[Openswan dev] Patch for review

Fri Apr 23 00:03:03 EDT 2010

Jivin Tuomo Soini lays it down ...
> David McCullough wrote:
> > Jivin Tuomo Soini lays it down ...
> >> Does this break klips?
> > 
> > Almost certainly,  but I haven't tried it yet :-)
> > 
> >> It seem to work perfectly on netkey.
> >>
> >> This is not complete fix yet, Real fixing requires removing checking of
> >> initiate_ondemand_body return codes, This just hardcodes return code so
> >> it works and returns code to the state it was before all my experiments.
> > 
> > Just restating that I haven't tried this patch,  but it seems unlikely to
> > work for KLIPS.  The bug we had with klips was that if we didn't do anything
> > with the tunnel in initiate_ondemand,  then the kernel installed bare_shunt
> > would stay and cause problems.  Always removing the bare_shnut is just as
> > likely to cause problems later when we expect it to be there.  The klips ops
> > are very unforgiving,  if you call update,  it has to exist,  if you call
> > create it must not exist,  if you call delete,  it must exist.
> 
> That's the netkey problem. Bare shunt is always left behind on same
> situations and that doesn't work.

The two interface just work differently I guess.

※ ※ ※

▶ [Aim 1]: In the Openswan thread, on which interface does the patch seem to work perfectly?
▶ [Aim 2]: Which lines of the records contain the string "shelf"? Show each of them, matching case exactly.
The Openswan thread and the records are unrelated to each other.

※ ※ ※

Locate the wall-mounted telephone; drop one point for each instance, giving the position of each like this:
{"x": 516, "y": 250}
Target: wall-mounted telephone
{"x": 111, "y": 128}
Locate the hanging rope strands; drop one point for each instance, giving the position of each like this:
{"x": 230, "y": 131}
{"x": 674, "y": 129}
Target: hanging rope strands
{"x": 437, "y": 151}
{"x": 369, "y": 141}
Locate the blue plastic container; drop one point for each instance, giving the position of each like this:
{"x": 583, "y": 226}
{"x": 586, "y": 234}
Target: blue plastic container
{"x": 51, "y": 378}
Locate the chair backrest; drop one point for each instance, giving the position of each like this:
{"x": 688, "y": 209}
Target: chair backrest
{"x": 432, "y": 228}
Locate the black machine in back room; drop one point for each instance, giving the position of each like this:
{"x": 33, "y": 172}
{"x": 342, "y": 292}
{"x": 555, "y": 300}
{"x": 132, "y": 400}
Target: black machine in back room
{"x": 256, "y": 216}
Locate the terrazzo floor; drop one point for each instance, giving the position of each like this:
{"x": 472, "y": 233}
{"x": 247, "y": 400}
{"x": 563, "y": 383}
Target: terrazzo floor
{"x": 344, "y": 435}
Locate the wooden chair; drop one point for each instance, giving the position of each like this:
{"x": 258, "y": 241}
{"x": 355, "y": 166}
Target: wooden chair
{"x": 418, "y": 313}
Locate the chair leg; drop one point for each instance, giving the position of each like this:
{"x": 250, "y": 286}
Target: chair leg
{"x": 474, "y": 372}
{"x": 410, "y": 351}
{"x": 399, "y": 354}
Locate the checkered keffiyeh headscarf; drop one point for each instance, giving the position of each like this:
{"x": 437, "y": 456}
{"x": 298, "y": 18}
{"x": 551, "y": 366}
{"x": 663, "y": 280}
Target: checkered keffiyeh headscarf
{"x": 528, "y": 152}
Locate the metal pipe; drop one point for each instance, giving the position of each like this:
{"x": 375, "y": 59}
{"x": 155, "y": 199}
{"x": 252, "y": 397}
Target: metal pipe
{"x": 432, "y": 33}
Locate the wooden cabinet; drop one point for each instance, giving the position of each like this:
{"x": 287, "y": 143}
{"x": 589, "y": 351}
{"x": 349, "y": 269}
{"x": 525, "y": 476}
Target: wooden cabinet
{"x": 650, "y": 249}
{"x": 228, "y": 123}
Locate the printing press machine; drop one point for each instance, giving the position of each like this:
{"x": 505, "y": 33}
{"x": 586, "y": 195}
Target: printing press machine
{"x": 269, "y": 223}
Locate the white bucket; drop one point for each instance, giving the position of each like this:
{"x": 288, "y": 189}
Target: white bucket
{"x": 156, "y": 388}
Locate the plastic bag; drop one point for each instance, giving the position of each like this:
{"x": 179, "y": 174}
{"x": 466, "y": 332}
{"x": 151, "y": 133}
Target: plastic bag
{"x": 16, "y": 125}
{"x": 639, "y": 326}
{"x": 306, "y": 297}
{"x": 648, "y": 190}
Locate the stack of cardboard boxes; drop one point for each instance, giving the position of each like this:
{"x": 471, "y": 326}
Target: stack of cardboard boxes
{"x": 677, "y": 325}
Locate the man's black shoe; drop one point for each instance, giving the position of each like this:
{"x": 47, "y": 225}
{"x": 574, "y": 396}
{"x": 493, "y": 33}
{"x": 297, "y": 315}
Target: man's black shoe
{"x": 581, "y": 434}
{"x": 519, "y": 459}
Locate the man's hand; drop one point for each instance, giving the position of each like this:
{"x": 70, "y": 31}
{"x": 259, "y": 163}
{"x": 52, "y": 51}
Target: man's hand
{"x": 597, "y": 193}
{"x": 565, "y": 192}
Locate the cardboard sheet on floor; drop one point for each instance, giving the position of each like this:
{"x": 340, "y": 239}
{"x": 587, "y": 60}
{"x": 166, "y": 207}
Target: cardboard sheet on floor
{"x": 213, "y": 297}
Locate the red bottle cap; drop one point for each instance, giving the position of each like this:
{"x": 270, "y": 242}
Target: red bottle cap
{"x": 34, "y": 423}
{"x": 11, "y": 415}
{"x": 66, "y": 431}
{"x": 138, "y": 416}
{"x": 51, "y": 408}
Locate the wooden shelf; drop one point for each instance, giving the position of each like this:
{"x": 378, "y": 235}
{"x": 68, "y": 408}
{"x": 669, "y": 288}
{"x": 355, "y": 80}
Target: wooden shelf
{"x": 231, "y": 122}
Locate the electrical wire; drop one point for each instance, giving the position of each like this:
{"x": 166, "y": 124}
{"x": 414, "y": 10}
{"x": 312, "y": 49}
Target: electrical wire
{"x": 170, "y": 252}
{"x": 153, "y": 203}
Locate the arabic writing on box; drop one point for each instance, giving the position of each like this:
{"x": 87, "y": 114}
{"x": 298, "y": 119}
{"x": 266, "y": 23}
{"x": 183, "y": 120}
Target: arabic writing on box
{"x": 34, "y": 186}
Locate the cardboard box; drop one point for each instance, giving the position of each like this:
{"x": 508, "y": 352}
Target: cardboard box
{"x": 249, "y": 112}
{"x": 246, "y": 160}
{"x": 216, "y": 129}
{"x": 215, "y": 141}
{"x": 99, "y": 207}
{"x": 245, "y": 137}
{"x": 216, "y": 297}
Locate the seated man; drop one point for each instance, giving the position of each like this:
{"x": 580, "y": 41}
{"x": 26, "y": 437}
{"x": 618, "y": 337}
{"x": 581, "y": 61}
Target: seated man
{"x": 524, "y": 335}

※ ※ ※

▶ [Task answer 1]: Netkey.

▶ [Task answer 2]:
Locate the wooden shelf; drop one point for each instance, giving the position of each like this:
Target: wooden shelf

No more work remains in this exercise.